• _EXTRACTED INFORMATION_
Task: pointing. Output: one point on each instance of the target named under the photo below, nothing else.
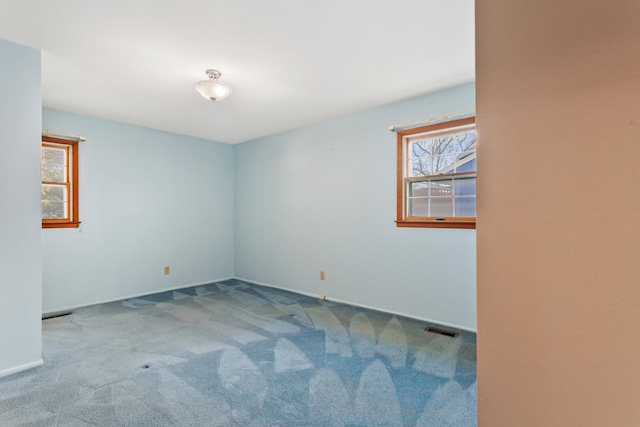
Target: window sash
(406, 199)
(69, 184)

* * *

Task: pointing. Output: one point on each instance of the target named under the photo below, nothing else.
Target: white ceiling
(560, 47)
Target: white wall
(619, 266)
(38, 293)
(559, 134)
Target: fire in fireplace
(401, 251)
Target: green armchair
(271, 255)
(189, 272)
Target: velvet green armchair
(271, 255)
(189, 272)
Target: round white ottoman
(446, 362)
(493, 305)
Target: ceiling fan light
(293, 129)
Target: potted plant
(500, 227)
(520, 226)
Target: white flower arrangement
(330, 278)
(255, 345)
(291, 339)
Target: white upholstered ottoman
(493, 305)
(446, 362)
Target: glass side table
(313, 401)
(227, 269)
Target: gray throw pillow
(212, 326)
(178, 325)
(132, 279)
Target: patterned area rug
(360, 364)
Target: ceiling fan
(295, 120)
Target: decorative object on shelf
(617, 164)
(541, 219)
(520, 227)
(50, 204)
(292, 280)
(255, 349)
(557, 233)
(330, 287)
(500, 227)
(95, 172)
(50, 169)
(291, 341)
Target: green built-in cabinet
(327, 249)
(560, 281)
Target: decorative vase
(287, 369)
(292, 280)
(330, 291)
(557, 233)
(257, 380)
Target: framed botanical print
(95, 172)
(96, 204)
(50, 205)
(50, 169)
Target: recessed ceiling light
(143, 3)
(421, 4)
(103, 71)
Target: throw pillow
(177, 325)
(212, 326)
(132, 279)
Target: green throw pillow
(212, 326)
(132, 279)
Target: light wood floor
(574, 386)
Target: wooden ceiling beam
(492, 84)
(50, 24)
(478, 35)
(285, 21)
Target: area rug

* * *

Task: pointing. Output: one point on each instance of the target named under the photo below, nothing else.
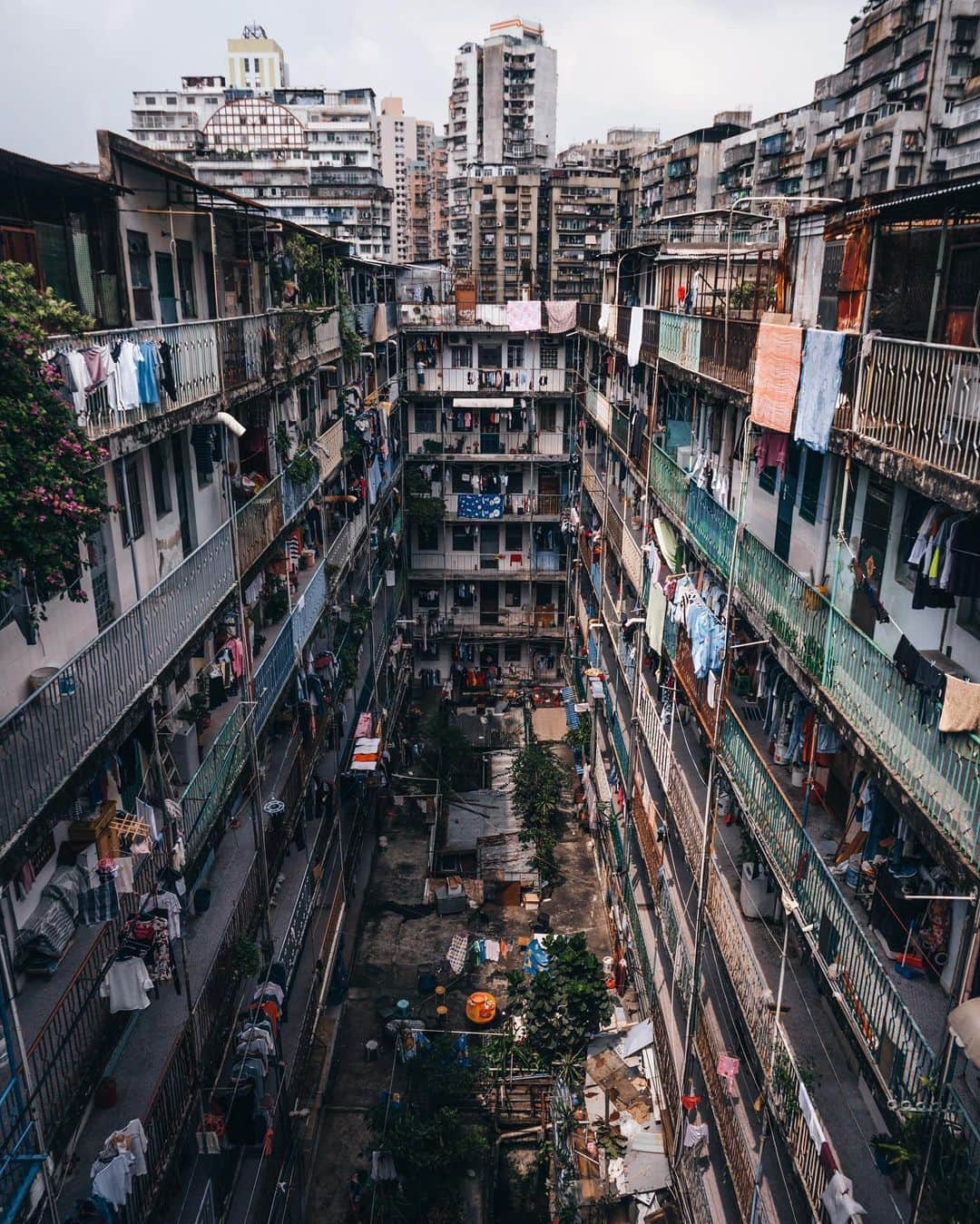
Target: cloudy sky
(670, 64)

• _TASK DESCRIPTION_
Output exactly one stretch of the listing: from the line containing "Target: patterned area rug" through the line containing "Target: area rug", both end lines included.

• _EXPECTED ANSWER_
Target: patterned area rug
(360, 364)
Target: ceiling fan
(295, 120)
Target: decorative object on shelf
(617, 164)
(541, 219)
(520, 227)
(50, 204)
(292, 280)
(255, 349)
(557, 233)
(330, 287)
(500, 227)
(95, 172)
(50, 169)
(291, 341)
Target: green built-in cabinet
(327, 249)
(560, 281)
Target: decorative vase
(287, 369)
(292, 280)
(330, 291)
(557, 233)
(257, 380)
Target: framed botanical print
(95, 172)
(96, 204)
(50, 205)
(50, 169)
Target: recessed ceiling light
(143, 3)
(421, 4)
(103, 71)
Target: throw pillow
(177, 325)
(212, 326)
(132, 279)
Target: green throw pillow
(212, 326)
(132, 279)
Target: light wood floor
(574, 386)
Target: wooden ceiling beam
(492, 84)
(50, 24)
(478, 35)
(285, 21)
Target: area rug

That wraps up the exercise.